Given request >> Reproduce every item below verbatim, line by line, in the same order.

Entries >>

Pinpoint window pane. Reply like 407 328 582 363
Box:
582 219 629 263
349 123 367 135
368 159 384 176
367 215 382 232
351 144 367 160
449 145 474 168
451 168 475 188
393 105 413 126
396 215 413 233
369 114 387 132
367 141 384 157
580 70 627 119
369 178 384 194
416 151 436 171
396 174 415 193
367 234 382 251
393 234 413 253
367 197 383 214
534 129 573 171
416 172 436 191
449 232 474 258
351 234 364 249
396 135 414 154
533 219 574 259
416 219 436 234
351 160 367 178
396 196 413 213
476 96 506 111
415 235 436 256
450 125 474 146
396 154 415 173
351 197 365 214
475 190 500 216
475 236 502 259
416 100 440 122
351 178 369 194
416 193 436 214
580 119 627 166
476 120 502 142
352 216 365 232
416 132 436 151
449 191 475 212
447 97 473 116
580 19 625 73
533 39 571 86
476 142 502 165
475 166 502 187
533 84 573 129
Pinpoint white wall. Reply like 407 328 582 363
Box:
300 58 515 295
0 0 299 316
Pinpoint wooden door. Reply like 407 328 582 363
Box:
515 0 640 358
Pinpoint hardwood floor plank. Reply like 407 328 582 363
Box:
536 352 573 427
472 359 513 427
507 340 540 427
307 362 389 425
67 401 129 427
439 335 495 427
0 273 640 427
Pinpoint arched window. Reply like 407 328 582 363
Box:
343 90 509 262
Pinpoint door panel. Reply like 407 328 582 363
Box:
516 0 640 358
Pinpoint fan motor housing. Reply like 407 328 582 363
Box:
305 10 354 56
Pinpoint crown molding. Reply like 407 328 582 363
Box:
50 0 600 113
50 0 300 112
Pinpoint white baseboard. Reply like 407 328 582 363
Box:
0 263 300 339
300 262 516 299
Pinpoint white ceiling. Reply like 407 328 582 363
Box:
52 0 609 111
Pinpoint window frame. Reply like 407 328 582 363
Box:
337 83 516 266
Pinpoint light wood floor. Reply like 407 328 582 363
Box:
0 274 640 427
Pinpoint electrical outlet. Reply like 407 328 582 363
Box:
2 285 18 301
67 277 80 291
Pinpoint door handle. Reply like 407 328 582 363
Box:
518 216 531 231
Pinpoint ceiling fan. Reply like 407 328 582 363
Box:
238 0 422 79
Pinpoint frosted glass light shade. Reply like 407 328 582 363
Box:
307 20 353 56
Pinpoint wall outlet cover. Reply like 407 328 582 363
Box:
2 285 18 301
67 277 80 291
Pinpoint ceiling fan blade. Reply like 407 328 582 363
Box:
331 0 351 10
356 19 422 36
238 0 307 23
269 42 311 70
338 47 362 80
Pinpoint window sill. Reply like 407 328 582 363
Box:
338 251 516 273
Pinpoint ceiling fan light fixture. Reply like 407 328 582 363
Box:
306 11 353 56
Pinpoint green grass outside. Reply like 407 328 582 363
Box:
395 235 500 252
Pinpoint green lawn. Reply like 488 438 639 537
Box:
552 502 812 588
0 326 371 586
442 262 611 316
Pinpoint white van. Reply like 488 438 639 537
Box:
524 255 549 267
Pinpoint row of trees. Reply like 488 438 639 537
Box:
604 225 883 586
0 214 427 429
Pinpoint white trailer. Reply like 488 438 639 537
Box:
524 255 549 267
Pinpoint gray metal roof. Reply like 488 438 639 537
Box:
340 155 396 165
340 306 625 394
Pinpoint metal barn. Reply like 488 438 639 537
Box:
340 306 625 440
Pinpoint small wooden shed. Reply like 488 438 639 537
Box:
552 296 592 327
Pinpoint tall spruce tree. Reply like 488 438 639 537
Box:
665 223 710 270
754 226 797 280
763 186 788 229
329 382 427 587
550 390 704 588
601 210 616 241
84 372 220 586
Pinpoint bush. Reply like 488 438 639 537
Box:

Exercise result >>
Pinpoint window pane. Reply like 407 328 582 363
Box:
582 219 629 263
349 123 367 135
368 159 384 176
367 215 382 232
351 144 367 160
449 145 474 168
451 168 475 188
393 105 413 126
396 215 413 233
369 114 387 132
367 141 384 157
580 70 627 119
369 178 384 194
416 151 436 171
396 174 415 193
367 234 382 251
393 234 413 253
367 197 383 214
534 129 573 171
416 172 436 191
449 232 474 258
351 234 364 249
396 135 414 154
533 219 574 259
416 219 436 234
351 160 367 178
396 196 413 213
476 96 506 111
415 235 436 256
450 125 474 146
396 154 415 173
351 197 365 214
475 190 500 216
475 236 502 259
416 100 440 122
351 178 369 194
416 193 436 214
580 119 627 166
476 120 502 142
352 216 365 232
416 132 436 151
449 191 475 212
447 97 473 116
580 19 625 73
533 39 571 86
476 142 502 165
475 166 502 187
533 84 573 129
Pinpoint white wall. Reply like 407 328 582 363
Box:
300 58 515 295
0 0 299 316
Pinpoint wooden door. Reply like 407 328 582 363
Box:
515 0 640 358
Pinpoint hardwood floor plank. Reply like 407 328 582 363
Box:
536 352 573 427
472 359 513 427
507 340 540 427
307 362 389 425
67 401 129 427
439 335 495 427
0 273 640 427
Pinpoint arched window. Reply like 407 328 582 363
Box:
343 90 509 262
Pinpoint door panel. Reply like 407 328 582 363
Box:
516 0 640 358
Pinpoint fan motor housing. Reply like 407 328 582 363
Box:
305 10 354 56
Pinpoint crown molding. Reply like 407 328 582 363
Box:
50 0 600 113
50 0 300 112
Pinpoint white baseboard. Reply like 407 328 582 363
Box:
0 263 300 339
300 262 516 299
Pinpoint white ceiling. Reply like 407 328 582 363
Box:
52 0 609 111
Pinpoint window frame. Reply like 407 328 582 363
Box:
337 83 516 266
Pinpoint light wood floor. Reply like 407 328 582 363
Box:
0 274 640 427
Pinpoint electrical outlet. Reply like 407 328 582 363
Box:
2 285 18 301
67 277 80 291
Pinpoint door handle. Reply like 407 328 582 363
Box:
518 216 531 231
Pinpoint ceiling fan. Reply like 407 328 582 363
Box:
238 0 422 79
Pinpoint frosted glass light shade. Reply like 407 328 582 363
Box:
307 20 353 56
Pinpoint wall outlet cover. Reply like 407 328 582 363
Box:
2 285 18 301
67 277 80 291
Pinpoint ceiling fan blade. Reply like 407 328 582 363
Box:
331 0 351 10
356 19 422 36
238 0 307 23
269 42 311 70
338 47 362 80
Pinpoint window sill. Reply like 407 328 582 363
Box:
338 251 516 273
Pinpoint ceiling fan light fixture. Reply like 407 328 582 363
Box:
306 11 353 56
Pinpoint green grass outside. Reply like 407 328 582 363
Box:
395 235 500 252
Pinpoint green lawn. Reply like 488 438 639 537
Box:
552 502 812 588
0 326 371 586
442 262 611 316
Pinpoint white van. Reply like 488 438 639 537
Box:
524 255 549 267
Pinpoint row of trees. Reply like 488 438 639 537
Box:
604 225 883 586
0 214 427 429
Pinpoint white trailer. Reply like 488 438 639 537
Box:
524 255 549 267
Pinpoint gray metal roof. Reply like 488 438 639 537
Box:
340 155 396 165
340 306 625 394
Pinpoint metal barn. Reply like 488 438 639 537
Box:
340 306 625 440
Pinpoint small wooden shed. Reply like 488 438 639 537
Box:
552 296 592 327
Pinpoint tall spruce tree. Reply like 488 438 639 537
Box:
665 223 710 270
754 226 797 280
763 186 788 229
329 382 427 587
550 390 704 588
601 210 616 241
84 372 220 586
Pinpoint bush. Reply like 488 438 639 537
Box:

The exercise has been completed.